• _What is expected_
Rewrite the entries below, replacing each occurrence of "tag" with "mark" and leaving everything else unchanged.

— START OF Provided data —

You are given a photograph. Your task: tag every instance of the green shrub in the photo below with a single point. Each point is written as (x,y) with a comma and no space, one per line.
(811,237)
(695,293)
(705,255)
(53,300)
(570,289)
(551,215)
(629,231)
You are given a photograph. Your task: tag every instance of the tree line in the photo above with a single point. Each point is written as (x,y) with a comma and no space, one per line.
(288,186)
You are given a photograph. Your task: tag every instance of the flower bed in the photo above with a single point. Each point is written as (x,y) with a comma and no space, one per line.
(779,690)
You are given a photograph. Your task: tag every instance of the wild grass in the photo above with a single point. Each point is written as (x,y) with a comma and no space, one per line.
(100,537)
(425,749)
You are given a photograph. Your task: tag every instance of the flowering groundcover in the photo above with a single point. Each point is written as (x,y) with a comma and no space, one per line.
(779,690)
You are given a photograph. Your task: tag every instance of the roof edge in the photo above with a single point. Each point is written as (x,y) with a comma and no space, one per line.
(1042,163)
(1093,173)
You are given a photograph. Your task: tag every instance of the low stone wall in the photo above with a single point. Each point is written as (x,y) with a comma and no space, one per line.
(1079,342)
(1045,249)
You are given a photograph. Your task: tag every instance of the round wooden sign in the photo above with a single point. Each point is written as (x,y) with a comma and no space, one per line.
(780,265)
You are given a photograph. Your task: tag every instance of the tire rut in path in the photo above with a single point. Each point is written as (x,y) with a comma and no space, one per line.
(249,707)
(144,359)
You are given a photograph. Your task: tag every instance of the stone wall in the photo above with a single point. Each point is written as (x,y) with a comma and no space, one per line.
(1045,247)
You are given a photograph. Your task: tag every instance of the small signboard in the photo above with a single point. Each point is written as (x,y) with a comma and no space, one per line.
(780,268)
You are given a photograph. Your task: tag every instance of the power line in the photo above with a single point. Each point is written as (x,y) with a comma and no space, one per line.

— END OF Provided data —

• _Task response_
You are given a photograph. Your task: mark every instance of the green shrub in the photo below with a single point. Each point is written as (x,y) with a comma and no space, one per line.
(811,237)
(695,293)
(705,255)
(53,300)
(570,289)
(551,215)
(629,231)
You are given a photograph. Your task: mark every instance of the tree line in the photo above with a single point. Each point is written as (x,y) with a comma and no space, one per line.
(288,186)
You are given a photograph. Your task: mark every instance of the flower bed in the photo above with a single point. Each point is written as (x,y) with a comma and no space, one per line.
(779,690)
You are given a photograph. Your task: mark every instance of the wild grass in the photo above with a single point. Each point is written as (x,y) with a comma and no space, one per line.
(100,537)
(425,749)
You are given a photograph. Your task: mark every instance of the flowering groundcover in the photo above with a single point. Each point is written as (x,y) with a comma and no space, one per line.
(779,690)
You are given a photograph. Your task: mark every instance of the roof edge in the photo above with a single point. Each point is written as (x,y) with a comma and no space, one per line.
(1042,163)
(1093,173)
You are given a photograph. Your task: mark every instance of the low stone wall in the photo above with a single point. Each point is written as (x,y) with a comma and no space, one per line.
(1079,342)
(1045,249)
You are given a photograph. Your task: mark every instance of the round wooden sign in the photo above with a single point. Each point is written as (x,y) with a comma and no space, one per line.
(780,265)
You are given a photograph. Your task: mark every instance of the tire rut in path in the photo above with a single point. Each point is written as (x,y) with a comma and no space, one per line.
(249,707)
(144,359)
You are given a photograph. Your task: mark every instance of the stone wall in the photo above with a single point. Each point is written as (x,y) with a comma and no space, one per line.
(1045,247)
You are given a photograph. Your task: mark every instance of the small signboard in the photo above with a single point. Each point is written as (x,y) with a comma and no space, one per line.
(780,268)
You are given a photograph. Your task: mark every instance of the power line in the photo above with a single point. Each point is written as (x,y) with a comma and no space, one per line.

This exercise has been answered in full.